## 取り組む課題
1. ページ本文によると、昨年は何年ぶりに高校生投手の支配下指名がなかったのですか？
2. ページ本文の「こうした指名傾向や成果とは別に、」から下へ「投手とセンターライン重視の指名をした年だけ。」までを、一字も変えずに書き写してください。

## ページ本文
----

昨年は9年ぶりに高校生投手の支配下指名がなかったが
高卒自体は育成指名で確保している。
1位での獲得が大卒・社会人投手中心で
即戦力志向と叩くスワローズファンも多いが、
指名数ではむしろ極端なバランス志向である。

S15年主な戦力

ある程度長く活躍する投手の数が少なく
中でも先発要員は片手で数えられる程度、
即戦力で長く活躍できたのは小川以降見当たらない。
外国人、トレード、自由契約などの補強が
それだけうまくはまっていた証でもあるが、
ドラフトでのスカウティングと育成も
もう少し精度を上げたいところだ。
野手も戦力になった選手の数は多くないものの
かなりの強打者は輩出できているため
他のポジションのハードルが多少下がっている。

こうした指名傾向や成果とは別に、
2017年以降のスワローズのドラフトは
他のチームと比べて非常に奇妙な特徴がある。
ドラフト評論、
それも普段「野手」「高校生」を極端に重視する評論家から
「補強ポイントは即戦力投手」と言われることが多く、
2017、18年のような野手、スラッガー候補の入札が
やけに批判されるのだ。
「野手、それもスラッガーを獲れ」と言われる年もあるのだが
それは20、21年のような
少し前に獲得したスラッガー候補が二軍にいて
投手とセンターライン重視の指名をした年だけ。
そして翌22年や前年が投手偏重指名だった2017年は
「野手より即戦力投手」と言われる謎仕様である。

 

野手補強ポイント

野手についての基本的な考え方

基本的な前提条件は

  • 若手は全盛期(年代表オレンジ)に向かって少しずつ成長する
  • 全盛期の選手は同じぐらいの成績で推移するかゆるやかに衰える
  • 全盛期を過ぎた選手は成績がいつ大幅に下降してもおかしくない

この前提条件を踏まえつつ
現在の若手・中堅の具体的な成長速度と
ベテランの衰えかたなどから
数年先の各一軍ポジションに入る選手を推測し、
補強ポイントを見定めることになる。

----

## 提供データ

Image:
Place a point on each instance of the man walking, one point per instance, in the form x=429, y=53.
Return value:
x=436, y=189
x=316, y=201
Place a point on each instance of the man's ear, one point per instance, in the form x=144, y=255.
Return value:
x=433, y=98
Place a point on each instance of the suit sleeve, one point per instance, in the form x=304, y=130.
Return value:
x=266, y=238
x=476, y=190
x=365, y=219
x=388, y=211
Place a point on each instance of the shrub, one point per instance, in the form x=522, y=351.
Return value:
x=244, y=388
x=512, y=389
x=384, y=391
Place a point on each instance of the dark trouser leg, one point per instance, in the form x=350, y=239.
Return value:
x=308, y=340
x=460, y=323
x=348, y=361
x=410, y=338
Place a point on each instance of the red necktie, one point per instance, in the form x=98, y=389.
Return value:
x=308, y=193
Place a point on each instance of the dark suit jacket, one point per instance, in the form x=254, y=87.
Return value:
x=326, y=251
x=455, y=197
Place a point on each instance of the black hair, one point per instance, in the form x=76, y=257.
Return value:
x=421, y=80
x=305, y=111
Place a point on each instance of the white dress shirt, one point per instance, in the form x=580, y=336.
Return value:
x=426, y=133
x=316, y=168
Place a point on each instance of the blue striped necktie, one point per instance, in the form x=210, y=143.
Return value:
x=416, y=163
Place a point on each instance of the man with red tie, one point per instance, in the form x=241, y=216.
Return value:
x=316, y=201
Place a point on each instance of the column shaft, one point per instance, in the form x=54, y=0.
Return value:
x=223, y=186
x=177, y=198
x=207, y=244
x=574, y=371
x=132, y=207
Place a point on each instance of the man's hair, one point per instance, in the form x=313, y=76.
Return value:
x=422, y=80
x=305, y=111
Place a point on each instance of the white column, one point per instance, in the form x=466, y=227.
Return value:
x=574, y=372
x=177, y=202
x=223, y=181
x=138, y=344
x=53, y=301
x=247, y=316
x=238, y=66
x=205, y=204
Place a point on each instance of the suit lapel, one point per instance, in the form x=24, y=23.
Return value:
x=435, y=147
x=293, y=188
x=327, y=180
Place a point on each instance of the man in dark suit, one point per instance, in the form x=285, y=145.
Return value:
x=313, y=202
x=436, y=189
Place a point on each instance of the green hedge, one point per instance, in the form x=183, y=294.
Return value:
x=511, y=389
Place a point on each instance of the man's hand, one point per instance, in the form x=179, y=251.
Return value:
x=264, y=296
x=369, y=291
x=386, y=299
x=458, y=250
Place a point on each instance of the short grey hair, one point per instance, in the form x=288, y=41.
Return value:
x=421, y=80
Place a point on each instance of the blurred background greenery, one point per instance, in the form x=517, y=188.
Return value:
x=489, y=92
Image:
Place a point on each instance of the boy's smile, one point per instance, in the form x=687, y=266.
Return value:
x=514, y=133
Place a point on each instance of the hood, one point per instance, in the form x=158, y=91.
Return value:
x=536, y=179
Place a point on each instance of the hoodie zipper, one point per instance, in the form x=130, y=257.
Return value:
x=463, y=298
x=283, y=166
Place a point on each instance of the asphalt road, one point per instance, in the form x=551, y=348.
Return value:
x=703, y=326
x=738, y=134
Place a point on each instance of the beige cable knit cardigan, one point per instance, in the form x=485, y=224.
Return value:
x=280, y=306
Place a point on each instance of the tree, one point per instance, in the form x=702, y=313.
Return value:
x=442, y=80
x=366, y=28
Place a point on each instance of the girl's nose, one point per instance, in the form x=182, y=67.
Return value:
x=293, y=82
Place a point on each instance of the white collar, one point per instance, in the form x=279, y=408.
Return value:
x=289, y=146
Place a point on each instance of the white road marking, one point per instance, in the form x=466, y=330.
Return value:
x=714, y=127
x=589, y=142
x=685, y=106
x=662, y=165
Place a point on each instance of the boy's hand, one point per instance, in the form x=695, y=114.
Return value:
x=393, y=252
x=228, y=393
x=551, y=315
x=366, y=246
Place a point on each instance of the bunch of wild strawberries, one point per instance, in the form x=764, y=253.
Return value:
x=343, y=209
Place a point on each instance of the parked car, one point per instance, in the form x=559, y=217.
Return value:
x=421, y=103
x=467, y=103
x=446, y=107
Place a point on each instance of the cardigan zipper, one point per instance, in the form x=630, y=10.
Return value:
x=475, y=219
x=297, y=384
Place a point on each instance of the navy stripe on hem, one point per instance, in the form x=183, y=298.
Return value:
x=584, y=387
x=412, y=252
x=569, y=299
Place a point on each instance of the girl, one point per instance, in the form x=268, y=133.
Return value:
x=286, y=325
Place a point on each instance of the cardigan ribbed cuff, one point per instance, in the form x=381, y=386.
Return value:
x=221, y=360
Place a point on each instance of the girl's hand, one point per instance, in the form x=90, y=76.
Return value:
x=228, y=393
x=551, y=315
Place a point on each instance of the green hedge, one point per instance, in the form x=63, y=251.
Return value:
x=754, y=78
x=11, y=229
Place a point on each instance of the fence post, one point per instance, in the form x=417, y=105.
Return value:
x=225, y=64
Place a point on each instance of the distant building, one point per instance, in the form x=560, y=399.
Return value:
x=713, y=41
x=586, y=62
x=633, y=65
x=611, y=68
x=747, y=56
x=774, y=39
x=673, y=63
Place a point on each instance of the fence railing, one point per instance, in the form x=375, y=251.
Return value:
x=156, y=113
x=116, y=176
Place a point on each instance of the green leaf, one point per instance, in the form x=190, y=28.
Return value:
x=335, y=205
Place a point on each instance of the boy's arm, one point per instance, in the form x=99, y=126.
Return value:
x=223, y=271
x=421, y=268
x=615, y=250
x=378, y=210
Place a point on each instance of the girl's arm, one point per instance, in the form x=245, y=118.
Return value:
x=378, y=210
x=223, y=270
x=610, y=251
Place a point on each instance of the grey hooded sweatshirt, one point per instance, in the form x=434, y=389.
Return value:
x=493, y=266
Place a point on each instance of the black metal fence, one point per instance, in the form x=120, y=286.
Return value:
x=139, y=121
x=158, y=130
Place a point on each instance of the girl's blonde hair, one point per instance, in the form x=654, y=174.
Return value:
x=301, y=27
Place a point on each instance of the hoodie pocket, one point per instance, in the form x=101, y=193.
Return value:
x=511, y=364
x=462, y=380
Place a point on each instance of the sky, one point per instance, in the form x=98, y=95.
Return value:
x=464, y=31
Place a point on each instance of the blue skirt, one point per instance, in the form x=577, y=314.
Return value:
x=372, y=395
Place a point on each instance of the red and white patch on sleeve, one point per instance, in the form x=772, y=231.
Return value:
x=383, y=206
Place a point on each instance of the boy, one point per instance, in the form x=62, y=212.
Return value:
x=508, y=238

----

## 解答一覧
1. 9年ぶり

2.
こうした指名傾向や成果とは別に、
2017年以降のスワローズのドラフトは
他のチームと比べて非常に奇妙な特徴がある。
ドラフト評論、
それも普段「野手」「高校生」を極端に重視する評論家から
「補強ポイントは即戦力投手」と言われることが多く、
2017、18年のような野手、スラッガー候補の入札が
やけに批判されるのだ。
「野手、それもスラッガーを獲れ」と言われる年もあるのだが
それは20、21年のような
少し前に獲得したスラッガー候補が二軍にいて
投手とセンターライン重視の指名をした年だけ。